Set task:
Copy out the listing below line for line, changing no character.

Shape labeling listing
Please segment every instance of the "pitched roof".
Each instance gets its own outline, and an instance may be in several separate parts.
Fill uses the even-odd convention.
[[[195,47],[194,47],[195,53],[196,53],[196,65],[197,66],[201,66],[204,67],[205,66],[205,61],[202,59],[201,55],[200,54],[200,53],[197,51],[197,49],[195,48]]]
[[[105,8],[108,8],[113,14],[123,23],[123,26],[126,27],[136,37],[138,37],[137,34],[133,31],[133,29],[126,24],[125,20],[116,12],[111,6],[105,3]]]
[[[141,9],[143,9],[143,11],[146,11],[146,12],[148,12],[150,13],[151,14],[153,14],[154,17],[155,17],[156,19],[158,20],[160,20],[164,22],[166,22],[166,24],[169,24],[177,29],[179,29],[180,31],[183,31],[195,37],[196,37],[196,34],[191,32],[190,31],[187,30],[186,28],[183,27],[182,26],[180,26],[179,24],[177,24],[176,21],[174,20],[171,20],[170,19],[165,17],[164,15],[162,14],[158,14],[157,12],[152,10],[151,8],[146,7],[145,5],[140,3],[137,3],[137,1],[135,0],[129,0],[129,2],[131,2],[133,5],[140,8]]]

Completed exercise:
Please segment every instance of the "pitched roof".
Each instance gets its own outline, and an instance may be in several separate parts.
Fill uses the even-odd convention.
[[[195,47],[194,47],[195,53],[196,53],[196,65],[197,66],[201,66],[204,67],[205,66],[205,61],[202,59],[201,55],[200,54],[200,53],[197,51],[197,49],[195,48]]]
[[[105,8],[108,8],[113,14],[123,23],[123,26],[126,27],[136,37],[138,37],[137,34],[133,31],[133,29],[126,24],[125,20],[116,12],[111,6],[105,3]]]
[[[141,9],[143,9],[143,11],[146,11],[146,12],[148,12],[150,13],[151,14],[153,14],[154,17],[155,17],[156,19],[158,20],[160,20],[164,22],[166,22],[166,24],[169,24],[177,29],[179,29],[180,31],[183,31],[195,37],[196,37],[196,34],[191,32],[190,31],[187,30],[186,28],[183,27],[182,26],[180,26],[179,24],[177,24],[176,21],[174,20],[171,20],[170,19],[165,17],[164,15],[162,14],[158,14],[157,12],[152,10],[151,8],[146,7],[145,5],[140,3],[137,3],[137,1],[135,0],[129,0],[129,2],[131,2],[133,5],[140,8]]]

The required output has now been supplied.